- Required task: From the line that contains "black baseball glove in this photo." through the closing line of the entries, write out each line exactly; pictures stay out.

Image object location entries

───

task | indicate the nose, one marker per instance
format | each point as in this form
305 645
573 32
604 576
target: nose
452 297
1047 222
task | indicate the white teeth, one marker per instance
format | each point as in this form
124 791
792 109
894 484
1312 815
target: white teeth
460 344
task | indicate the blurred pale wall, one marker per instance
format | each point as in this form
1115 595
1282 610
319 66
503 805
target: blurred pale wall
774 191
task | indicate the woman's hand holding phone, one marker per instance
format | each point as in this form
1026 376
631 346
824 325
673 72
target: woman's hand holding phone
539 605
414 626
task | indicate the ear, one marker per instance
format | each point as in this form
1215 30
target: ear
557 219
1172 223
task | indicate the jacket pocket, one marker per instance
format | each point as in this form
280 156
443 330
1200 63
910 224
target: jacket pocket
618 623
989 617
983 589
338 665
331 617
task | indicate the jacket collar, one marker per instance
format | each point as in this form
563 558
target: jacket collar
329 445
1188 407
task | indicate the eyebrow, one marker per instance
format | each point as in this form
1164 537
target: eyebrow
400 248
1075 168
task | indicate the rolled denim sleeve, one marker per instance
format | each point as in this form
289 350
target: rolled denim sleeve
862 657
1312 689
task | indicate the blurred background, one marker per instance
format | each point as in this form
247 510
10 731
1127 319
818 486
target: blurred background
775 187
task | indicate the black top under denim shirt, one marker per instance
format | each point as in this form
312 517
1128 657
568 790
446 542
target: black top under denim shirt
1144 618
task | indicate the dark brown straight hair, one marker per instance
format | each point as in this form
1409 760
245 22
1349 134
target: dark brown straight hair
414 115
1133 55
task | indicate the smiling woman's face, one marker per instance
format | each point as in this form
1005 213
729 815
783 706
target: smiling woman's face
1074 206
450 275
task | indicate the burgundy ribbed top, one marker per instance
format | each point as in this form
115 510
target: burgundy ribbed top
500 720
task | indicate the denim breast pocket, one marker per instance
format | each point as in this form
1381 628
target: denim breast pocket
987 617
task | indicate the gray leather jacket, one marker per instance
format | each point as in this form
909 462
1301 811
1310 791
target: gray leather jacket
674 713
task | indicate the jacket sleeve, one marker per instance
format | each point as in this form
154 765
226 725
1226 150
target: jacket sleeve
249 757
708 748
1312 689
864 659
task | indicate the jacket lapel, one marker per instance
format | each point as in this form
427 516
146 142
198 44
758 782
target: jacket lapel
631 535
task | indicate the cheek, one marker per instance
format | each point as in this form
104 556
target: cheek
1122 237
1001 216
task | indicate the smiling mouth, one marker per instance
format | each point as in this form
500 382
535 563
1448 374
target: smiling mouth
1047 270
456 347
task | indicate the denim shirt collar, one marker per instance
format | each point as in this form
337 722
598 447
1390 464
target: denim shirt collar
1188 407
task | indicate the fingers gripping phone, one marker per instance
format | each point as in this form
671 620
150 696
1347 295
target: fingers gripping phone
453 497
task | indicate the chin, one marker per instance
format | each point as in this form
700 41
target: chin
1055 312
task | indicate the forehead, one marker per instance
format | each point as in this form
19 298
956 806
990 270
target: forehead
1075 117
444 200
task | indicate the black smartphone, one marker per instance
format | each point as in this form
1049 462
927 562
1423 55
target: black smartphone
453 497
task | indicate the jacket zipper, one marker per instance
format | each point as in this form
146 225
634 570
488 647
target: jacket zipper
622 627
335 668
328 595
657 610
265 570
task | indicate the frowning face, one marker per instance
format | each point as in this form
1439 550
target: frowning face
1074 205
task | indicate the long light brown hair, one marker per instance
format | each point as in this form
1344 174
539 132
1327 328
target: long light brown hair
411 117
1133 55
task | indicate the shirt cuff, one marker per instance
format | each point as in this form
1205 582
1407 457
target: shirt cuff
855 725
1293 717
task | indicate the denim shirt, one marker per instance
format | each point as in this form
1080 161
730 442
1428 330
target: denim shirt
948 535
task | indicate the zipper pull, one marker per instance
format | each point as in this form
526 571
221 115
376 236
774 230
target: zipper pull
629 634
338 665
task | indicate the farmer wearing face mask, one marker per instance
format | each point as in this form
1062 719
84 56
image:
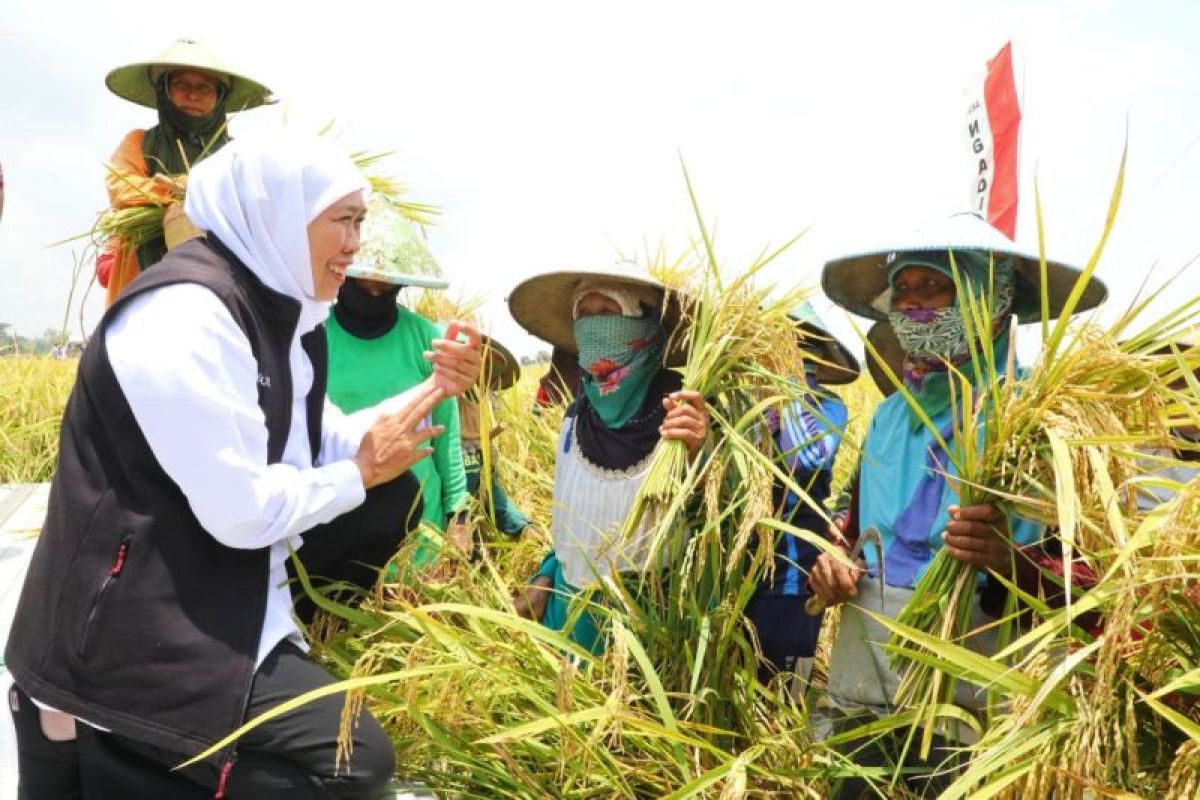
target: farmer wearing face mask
618 323
808 434
900 489
377 349
192 90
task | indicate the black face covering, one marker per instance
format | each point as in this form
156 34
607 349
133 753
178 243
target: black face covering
197 136
363 314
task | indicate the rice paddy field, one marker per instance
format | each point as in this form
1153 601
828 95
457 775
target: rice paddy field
1093 697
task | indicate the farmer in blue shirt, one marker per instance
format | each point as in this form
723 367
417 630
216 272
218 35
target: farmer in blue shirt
901 488
807 434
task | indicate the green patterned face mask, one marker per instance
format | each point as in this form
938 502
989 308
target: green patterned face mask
940 335
619 358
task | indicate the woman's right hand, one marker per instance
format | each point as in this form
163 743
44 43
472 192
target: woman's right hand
833 581
393 444
531 601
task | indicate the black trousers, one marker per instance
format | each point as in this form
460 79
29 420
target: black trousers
785 631
919 777
292 756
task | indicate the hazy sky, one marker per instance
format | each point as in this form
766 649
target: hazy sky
550 133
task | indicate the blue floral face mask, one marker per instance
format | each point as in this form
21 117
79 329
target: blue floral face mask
619 358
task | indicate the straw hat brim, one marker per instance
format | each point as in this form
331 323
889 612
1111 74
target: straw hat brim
837 364
501 367
135 82
885 343
544 306
855 282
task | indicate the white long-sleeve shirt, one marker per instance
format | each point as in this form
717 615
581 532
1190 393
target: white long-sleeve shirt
190 378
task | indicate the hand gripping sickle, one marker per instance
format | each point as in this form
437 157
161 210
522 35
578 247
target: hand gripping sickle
816 603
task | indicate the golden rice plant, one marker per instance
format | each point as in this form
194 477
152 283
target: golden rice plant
33 394
1069 444
137 224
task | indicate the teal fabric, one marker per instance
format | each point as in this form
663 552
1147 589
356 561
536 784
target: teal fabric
619 358
586 631
893 464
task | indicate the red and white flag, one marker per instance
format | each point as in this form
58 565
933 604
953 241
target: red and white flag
994 124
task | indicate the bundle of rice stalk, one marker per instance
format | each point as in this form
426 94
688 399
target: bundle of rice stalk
1116 711
33 395
1051 447
483 703
137 224
738 340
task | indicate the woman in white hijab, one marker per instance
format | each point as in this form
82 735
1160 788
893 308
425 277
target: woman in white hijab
198 451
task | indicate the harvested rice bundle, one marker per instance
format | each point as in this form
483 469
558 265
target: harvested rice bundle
137 224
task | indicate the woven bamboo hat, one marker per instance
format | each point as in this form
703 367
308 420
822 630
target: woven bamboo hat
859 282
887 346
394 251
544 304
835 364
136 82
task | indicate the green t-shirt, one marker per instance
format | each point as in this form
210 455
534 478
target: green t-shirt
365 372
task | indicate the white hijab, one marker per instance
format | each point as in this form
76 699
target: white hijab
257 194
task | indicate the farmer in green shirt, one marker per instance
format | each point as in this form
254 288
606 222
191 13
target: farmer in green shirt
376 349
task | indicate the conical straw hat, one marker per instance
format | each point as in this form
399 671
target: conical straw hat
887 346
544 304
858 282
136 82
394 251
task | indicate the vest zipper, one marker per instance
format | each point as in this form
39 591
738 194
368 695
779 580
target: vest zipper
231 756
114 573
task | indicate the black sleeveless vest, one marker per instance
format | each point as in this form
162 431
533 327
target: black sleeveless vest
132 617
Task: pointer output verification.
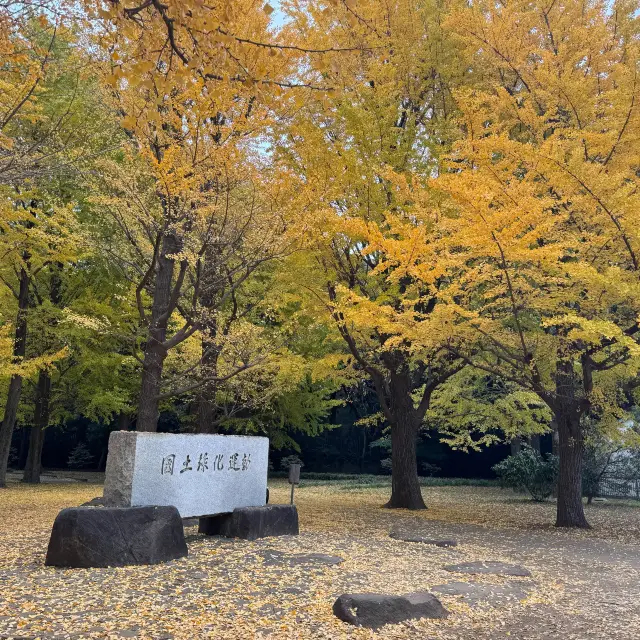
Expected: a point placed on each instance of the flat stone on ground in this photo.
(490, 567)
(474, 593)
(251, 523)
(374, 610)
(274, 558)
(406, 536)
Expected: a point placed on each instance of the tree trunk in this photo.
(15, 384)
(206, 422)
(555, 443)
(155, 351)
(570, 510)
(33, 467)
(534, 443)
(405, 485)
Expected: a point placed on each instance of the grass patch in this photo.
(346, 481)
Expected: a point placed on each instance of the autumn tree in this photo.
(540, 246)
(61, 123)
(360, 156)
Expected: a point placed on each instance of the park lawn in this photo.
(227, 589)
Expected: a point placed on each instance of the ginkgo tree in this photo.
(360, 155)
(539, 238)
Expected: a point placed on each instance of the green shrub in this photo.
(286, 462)
(528, 471)
(80, 457)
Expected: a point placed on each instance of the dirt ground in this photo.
(584, 585)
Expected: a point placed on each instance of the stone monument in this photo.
(153, 481)
(199, 474)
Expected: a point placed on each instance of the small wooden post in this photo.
(294, 478)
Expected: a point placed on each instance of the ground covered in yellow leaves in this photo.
(584, 584)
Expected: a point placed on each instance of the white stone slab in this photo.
(199, 474)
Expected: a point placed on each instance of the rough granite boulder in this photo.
(374, 610)
(251, 523)
(85, 537)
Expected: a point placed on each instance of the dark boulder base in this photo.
(251, 523)
(94, 502)
(374, 610)
(85, 537)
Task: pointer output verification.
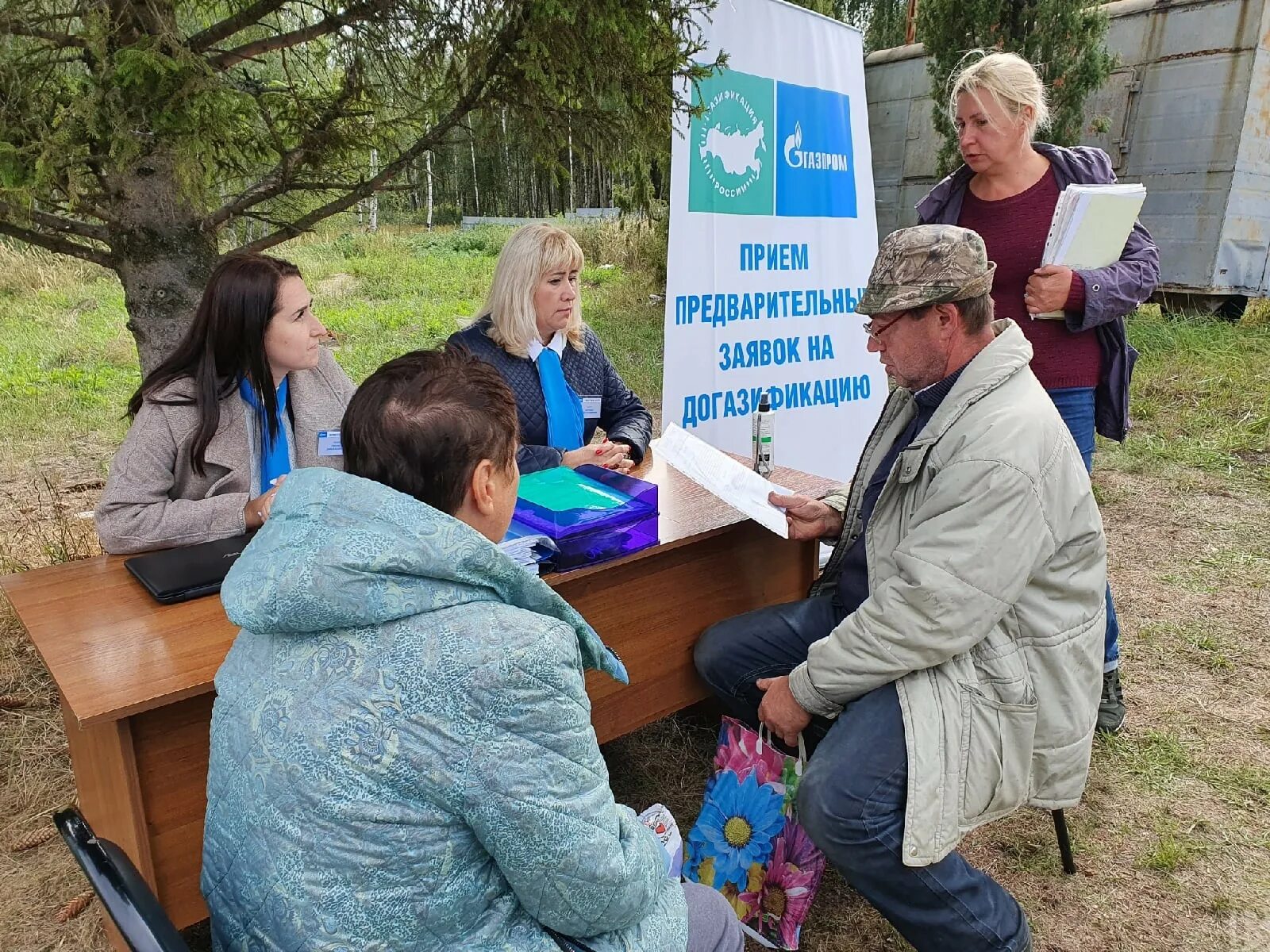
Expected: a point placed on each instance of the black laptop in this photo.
(181, 574)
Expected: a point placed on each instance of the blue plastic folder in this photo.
(592, 514)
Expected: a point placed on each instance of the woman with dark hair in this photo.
(248, 397)
(402, 752)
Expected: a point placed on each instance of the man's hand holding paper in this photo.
(808, 518)
(1048, 290)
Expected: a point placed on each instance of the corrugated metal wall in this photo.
(1189, 116)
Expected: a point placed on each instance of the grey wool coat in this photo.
(154, 499)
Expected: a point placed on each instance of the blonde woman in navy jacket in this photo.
(565, 386)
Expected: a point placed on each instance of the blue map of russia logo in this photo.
(768, 148)
(816, 175)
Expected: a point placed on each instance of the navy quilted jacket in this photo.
(590, 372)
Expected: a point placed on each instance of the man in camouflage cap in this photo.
(927, 266)
(946, 666)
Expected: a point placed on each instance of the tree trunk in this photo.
(429, 190)
(162, 255)
(374, 201)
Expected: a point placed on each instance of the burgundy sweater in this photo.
(1015, 230)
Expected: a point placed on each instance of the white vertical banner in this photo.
(772, 235)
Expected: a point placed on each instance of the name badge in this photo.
(329, 444)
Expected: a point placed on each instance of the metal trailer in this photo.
(1187, 113)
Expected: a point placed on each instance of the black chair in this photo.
(1064, 843)
(126, 896)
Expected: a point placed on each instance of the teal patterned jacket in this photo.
(402, 753)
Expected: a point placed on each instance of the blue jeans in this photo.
(1076, 406)
(851, 800)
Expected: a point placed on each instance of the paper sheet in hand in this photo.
(1090, 226)
(723, 476)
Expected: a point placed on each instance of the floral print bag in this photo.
(746, 842)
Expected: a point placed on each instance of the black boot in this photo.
(1111, 712)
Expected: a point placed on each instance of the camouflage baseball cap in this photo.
(929, 264)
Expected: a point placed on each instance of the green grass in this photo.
(67, 363)
(1200, 397)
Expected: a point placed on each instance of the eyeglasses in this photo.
(876, 332)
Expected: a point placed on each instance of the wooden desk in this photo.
(137, 677)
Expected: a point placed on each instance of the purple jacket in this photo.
(1110, 292)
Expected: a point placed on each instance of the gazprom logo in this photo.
(800, 159)
(766, 148)
(817, 177)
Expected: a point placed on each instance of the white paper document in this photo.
(1091, 225)
(719, 474)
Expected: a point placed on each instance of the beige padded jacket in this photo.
(987, 577)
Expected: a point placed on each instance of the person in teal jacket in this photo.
(402, 752)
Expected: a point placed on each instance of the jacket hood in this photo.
(340, 551)
(1009, 353)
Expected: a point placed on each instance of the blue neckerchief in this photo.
(275, 452)
(564, 409)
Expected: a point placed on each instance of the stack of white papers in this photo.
(715, 471)
(525, 547)
(1091, 225)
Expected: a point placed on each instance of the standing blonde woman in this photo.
(565, 386)
(1007, 190)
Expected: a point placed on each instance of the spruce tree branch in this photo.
(330, 23)
(54, 222)
(276, 181)
(226, 29)
(54, 243)
(473, 99)
(61, 41)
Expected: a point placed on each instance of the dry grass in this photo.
(1172, 839)
(1174, 835)
(27, 270)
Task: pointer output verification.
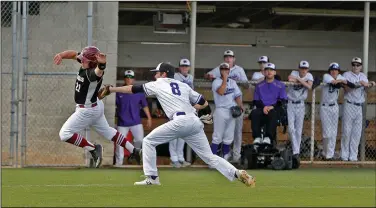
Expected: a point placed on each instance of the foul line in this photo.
(127, 185)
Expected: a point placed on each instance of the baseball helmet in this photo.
(88, 54)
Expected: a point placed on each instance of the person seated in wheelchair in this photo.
(270, 94)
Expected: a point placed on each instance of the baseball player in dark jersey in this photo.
(128, 116)
(89, 109)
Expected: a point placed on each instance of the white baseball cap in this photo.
(229, 53)
(129, 73)
(269, 66)
(263, 59)
(184, 62)
(356, 60)
(224, 65)
(304, 65)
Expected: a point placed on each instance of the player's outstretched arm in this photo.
(69, 54)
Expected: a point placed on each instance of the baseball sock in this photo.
(120, 139)
(226, 149)
(80, 141)
(214, 148)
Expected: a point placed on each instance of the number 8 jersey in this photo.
(87, 86)
(173, 95)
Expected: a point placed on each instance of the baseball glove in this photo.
(104, 91)
(236, 111)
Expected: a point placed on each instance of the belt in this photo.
(326, 104)
(91, 106)
(357, 104)
(180, 113)
(295, 102)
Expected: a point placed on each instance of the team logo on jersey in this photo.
(79, 78)
(229, 91)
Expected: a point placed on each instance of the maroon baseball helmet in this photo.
(88, 55)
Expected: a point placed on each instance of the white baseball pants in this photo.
(191, 130)
(85, 117)
(176, 148)
(223, 126)
(295, 115)
(138, 135)
(329, 122)
(238, 138)
(352, 121)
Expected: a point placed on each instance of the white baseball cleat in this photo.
(257, 140)
(148, 181)
(247, 179)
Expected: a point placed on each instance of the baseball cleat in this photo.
(96, 154)
(184, 164)
(247, 179)
(148, 181)
(137, 155)
(175, 164)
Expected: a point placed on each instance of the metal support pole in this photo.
(192, 56)
(365, 71)
(13, 119)
(89, 23)
(313, 114)
(24, 82)
(88, 158)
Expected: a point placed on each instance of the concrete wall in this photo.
(319, 48)
(58, 27)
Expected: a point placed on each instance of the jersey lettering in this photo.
(175, 88)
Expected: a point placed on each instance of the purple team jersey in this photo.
(128, 108)
(270, 93)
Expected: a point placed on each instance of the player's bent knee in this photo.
(65, 135)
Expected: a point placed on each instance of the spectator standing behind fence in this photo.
(296, 95)
(329, 108)
(352, 110)
(176, 146)
(128, 115)
(226, 94)
(237, 73)
(269, 94)
(260, 76)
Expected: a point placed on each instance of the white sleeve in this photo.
(363, 78)
(215, 72)
(150, 88)
(243, 75)
(237, 91)
(194, 96)
(309, 77)
(340, 77)
(327, 79)
(216, 84)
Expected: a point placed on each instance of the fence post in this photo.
(24, 82)
(313, 113)
(13, 127)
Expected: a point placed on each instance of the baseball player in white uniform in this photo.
(89, 110)
(352, 110)
(237, 73)
(176, 146)
(226, 94)
(329, 108)
(296, 95)
(259, 76)
(176, 99)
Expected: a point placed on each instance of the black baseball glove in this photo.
(236, 111)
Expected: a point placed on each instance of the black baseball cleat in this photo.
(137, 155)
(96, 154)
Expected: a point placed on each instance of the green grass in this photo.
(190, 187)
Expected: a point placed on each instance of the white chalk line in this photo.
(127, 185)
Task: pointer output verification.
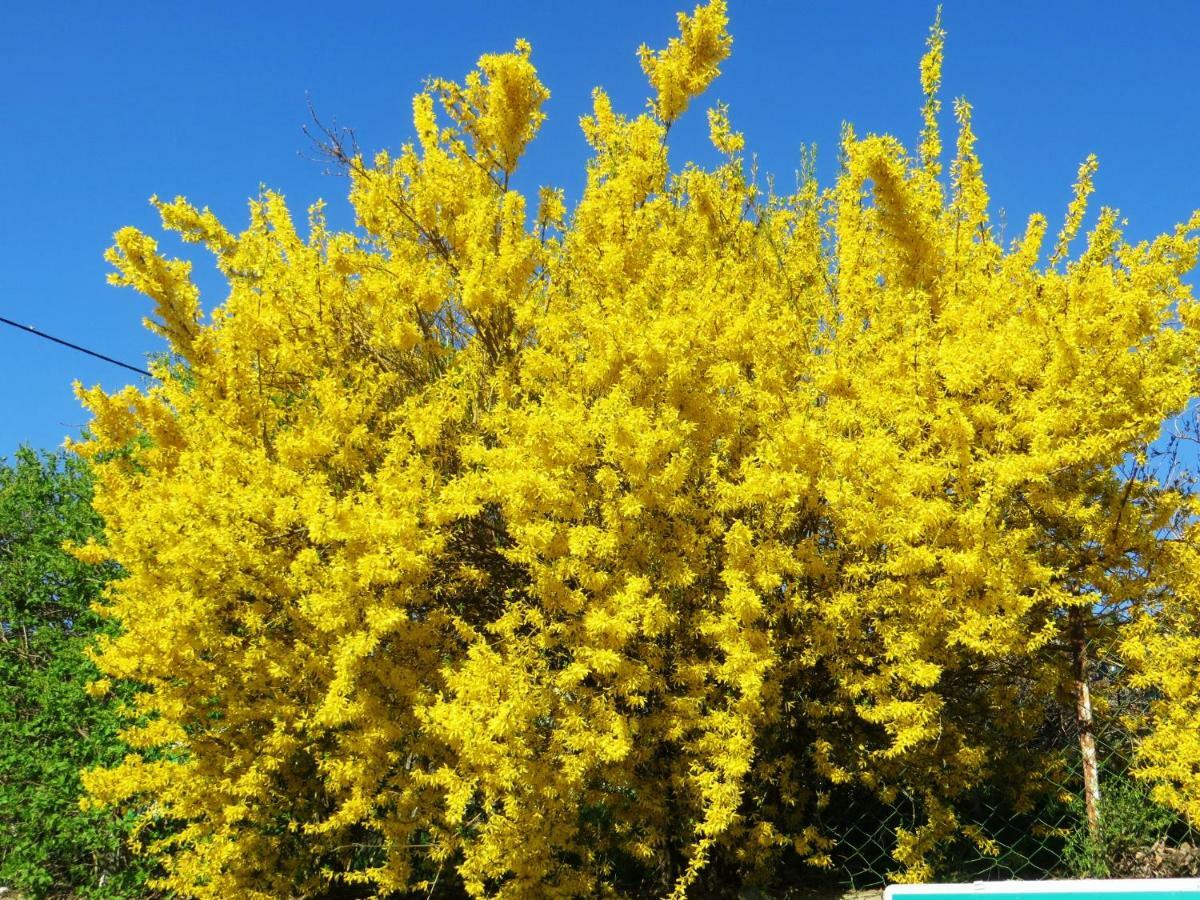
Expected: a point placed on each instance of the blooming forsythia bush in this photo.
(561, 553)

───

- Task response:
Expected: a point placed on each instance of the black baseball glove in this photo.
(236, 111)
Expected: a point placed on each instance of the black baseball cleat in this photo.
(137, 155)
(96, 154)
Expected: a point placed on each instance of the green grass in this photo.
(190, 187)
Expected: a point placed on each instance of the white chalk line in this photo.
(127, 185)
Task: pointer output verification.
Expected: a point placed on each instance of the blooming forsythia bush in this photo.
(561, 553)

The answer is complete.